JOB
Gather each row below that contains the string "roof" and copy it in full. Treat uppercase and lowercase as different.

DATA ROWS
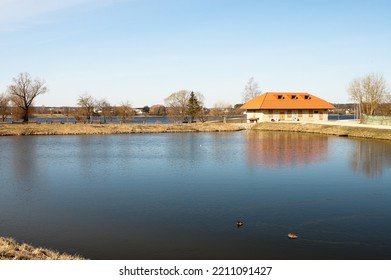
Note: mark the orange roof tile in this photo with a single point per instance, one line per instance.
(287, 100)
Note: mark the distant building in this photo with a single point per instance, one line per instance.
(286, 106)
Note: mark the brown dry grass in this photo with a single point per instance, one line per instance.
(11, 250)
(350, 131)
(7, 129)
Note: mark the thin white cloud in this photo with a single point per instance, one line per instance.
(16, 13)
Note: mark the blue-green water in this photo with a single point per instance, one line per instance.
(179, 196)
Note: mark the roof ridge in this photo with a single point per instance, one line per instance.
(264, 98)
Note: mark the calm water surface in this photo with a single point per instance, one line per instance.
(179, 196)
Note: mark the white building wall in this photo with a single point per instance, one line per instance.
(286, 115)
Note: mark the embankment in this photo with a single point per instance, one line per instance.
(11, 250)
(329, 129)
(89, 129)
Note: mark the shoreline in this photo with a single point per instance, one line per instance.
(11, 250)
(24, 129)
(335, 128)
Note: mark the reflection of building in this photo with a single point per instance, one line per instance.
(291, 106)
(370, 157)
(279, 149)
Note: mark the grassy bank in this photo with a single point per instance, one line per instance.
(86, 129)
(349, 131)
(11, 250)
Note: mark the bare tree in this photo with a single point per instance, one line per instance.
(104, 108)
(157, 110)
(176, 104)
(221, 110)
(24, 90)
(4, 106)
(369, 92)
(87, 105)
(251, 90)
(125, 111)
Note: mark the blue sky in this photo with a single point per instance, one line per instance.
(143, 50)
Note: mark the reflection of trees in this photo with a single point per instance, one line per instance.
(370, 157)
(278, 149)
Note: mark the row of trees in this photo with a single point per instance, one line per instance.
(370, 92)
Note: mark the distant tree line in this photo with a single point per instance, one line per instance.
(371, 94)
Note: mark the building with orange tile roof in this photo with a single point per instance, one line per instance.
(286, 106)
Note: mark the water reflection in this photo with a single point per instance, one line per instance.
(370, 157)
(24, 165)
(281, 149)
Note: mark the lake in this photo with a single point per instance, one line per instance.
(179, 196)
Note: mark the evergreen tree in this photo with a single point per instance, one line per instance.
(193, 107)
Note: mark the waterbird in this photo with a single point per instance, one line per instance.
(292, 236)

* * *

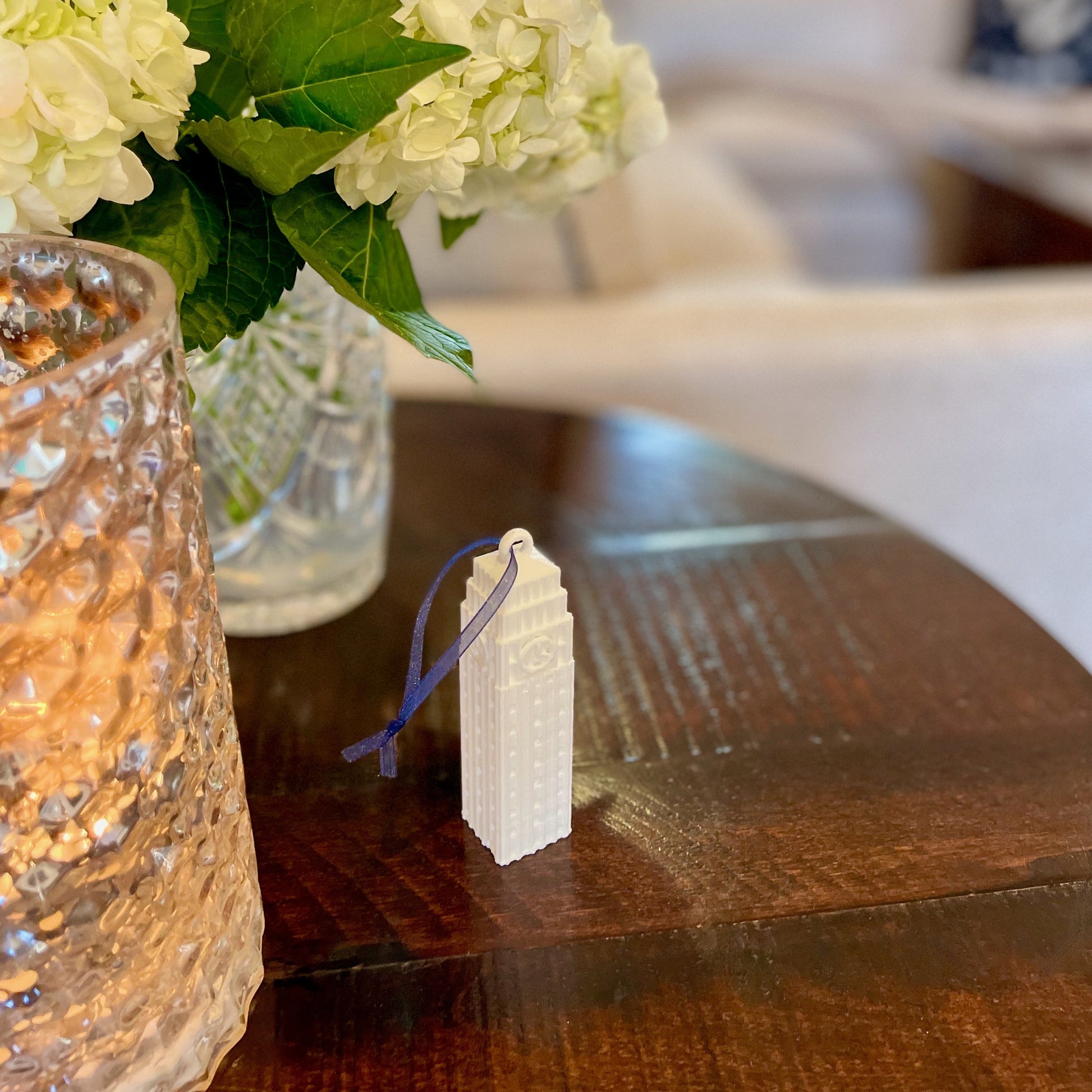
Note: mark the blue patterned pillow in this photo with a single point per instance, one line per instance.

--

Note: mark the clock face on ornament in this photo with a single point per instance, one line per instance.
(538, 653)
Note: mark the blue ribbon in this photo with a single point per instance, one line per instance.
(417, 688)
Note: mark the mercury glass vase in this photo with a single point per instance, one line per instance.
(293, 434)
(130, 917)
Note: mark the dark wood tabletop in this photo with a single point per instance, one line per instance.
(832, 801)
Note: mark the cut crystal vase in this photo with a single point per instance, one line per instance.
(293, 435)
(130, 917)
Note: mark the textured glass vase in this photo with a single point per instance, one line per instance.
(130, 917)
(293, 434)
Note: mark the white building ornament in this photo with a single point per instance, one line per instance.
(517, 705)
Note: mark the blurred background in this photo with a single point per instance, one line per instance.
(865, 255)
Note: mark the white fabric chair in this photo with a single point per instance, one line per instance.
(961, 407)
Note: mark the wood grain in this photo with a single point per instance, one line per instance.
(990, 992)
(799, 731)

EXERCISE ANSWER
Note: mark the orange roof tile in this photo with a single point per instance, one line per instance.
Note: mark the roof ridge in this photo with a single point per instance, one line per instance.
Note: mark the building with orange tile roof in this photo with a single point per instance, one line per instance.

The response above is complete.